Location labeling records:

──────────────────────────────

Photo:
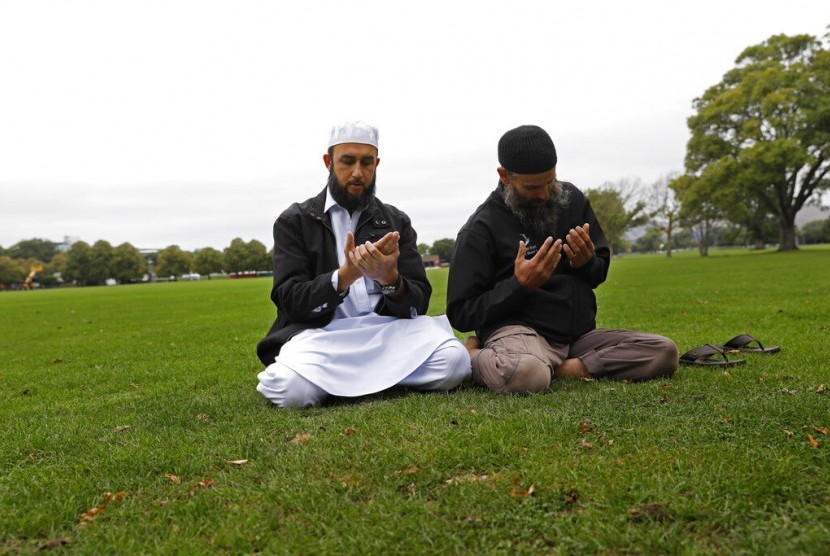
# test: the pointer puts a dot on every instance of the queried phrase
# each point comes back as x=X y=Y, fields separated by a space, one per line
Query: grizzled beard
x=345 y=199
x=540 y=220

──────────────────────────────

_EXERCISE GOAL_:
Render the listing above as a numbered list, one line per item with blank lines left out. Omit the pictures from your answer.

_REPLY_:
1. Photo:
2. # test: the pointer puts a dot on every instance of the queried phrase
3. # each point comes back as x=X y=Y, fields separated by a space, one per line
4. Query: grizzled beard
5. x=345 y=199
6. x=540 y=220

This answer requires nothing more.